# Short problem
Output, with no changes, the span of lines that opens with the line containing "the white stripe" and closes with the last line.

# Record set

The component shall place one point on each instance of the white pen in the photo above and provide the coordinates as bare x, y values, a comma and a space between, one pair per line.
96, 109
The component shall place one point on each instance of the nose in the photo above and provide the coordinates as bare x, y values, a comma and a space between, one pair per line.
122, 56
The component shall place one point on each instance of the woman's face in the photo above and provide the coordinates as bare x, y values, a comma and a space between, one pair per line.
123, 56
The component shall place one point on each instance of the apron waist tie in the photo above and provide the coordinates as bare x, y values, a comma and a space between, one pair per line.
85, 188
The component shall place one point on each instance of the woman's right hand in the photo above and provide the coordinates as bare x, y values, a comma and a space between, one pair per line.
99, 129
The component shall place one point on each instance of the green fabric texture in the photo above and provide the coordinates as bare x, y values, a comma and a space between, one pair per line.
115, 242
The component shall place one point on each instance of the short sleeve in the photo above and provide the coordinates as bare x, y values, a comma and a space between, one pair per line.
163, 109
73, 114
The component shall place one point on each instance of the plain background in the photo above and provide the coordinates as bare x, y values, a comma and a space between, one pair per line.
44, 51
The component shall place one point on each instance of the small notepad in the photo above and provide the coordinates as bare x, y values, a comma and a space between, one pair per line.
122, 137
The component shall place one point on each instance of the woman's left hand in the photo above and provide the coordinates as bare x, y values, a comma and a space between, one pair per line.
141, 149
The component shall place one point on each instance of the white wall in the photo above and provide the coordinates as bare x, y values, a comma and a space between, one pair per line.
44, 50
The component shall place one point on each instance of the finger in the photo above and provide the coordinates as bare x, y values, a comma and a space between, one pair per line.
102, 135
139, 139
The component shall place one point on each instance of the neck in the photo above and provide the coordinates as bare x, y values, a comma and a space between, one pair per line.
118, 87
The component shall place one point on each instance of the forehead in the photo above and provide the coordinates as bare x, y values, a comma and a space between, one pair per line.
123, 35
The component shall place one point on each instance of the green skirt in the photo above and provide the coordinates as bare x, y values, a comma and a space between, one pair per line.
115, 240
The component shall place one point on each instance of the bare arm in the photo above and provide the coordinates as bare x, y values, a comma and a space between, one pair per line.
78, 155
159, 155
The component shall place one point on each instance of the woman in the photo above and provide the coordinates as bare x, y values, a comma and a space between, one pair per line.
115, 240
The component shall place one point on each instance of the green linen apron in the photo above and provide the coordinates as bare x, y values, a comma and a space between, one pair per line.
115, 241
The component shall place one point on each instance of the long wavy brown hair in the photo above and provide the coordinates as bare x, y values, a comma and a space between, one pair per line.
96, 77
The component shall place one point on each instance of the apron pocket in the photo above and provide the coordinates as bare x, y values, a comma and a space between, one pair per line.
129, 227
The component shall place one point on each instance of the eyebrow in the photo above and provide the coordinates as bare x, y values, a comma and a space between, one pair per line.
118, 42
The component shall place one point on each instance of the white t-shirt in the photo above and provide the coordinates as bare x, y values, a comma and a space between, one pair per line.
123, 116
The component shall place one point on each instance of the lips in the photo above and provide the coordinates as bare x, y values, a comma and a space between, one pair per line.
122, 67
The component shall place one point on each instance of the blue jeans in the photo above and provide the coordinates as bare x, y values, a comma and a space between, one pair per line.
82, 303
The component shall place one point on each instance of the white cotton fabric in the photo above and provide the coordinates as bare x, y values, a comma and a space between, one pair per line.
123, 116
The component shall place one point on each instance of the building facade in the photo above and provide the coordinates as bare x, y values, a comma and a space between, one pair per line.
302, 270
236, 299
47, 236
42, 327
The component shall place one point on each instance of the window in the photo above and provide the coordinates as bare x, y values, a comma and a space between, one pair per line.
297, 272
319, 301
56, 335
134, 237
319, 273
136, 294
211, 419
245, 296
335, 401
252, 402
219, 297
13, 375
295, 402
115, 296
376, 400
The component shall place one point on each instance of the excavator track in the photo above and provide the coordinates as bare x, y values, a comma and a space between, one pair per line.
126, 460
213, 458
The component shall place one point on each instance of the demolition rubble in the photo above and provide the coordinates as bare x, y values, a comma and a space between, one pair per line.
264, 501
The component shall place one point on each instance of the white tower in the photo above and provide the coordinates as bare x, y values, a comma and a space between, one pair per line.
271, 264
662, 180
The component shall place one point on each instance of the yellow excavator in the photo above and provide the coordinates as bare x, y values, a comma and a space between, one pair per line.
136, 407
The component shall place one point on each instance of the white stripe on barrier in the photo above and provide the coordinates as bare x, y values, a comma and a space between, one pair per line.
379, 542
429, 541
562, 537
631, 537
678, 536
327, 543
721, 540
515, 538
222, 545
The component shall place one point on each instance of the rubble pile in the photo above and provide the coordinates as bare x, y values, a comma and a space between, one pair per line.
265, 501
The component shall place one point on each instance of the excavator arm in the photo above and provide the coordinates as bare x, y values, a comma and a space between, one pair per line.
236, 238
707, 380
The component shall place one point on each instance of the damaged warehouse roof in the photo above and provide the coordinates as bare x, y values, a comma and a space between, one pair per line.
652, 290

# Answer in full
The component shall place one point on each instance of the white stripe on barrier in the photo above and provide the coordinates as bare x, y values, a comma and a space between, one pair per line.
379, 542
429, 541
562, 537
631, 537
678, 536
327, 543
721, 540
515, 538
222, 545
The component shall place one point on each instance of the rubble pile in the photo above and provide the coordinates as bare x, y values, a comma and a space between, one pair per line.
265, 501
The component shall place one point on each instance of the excavator arm in the photo above and provide the coordinates as bare x, y values, a comma and a space between, one pair per line.
236, 238
707, 380
The component shall place one point on each instance of the damaged warehouse roof in the photo above and provide the coordinates as bare x, y values, a comma and a space between, one pair per line.
652, 290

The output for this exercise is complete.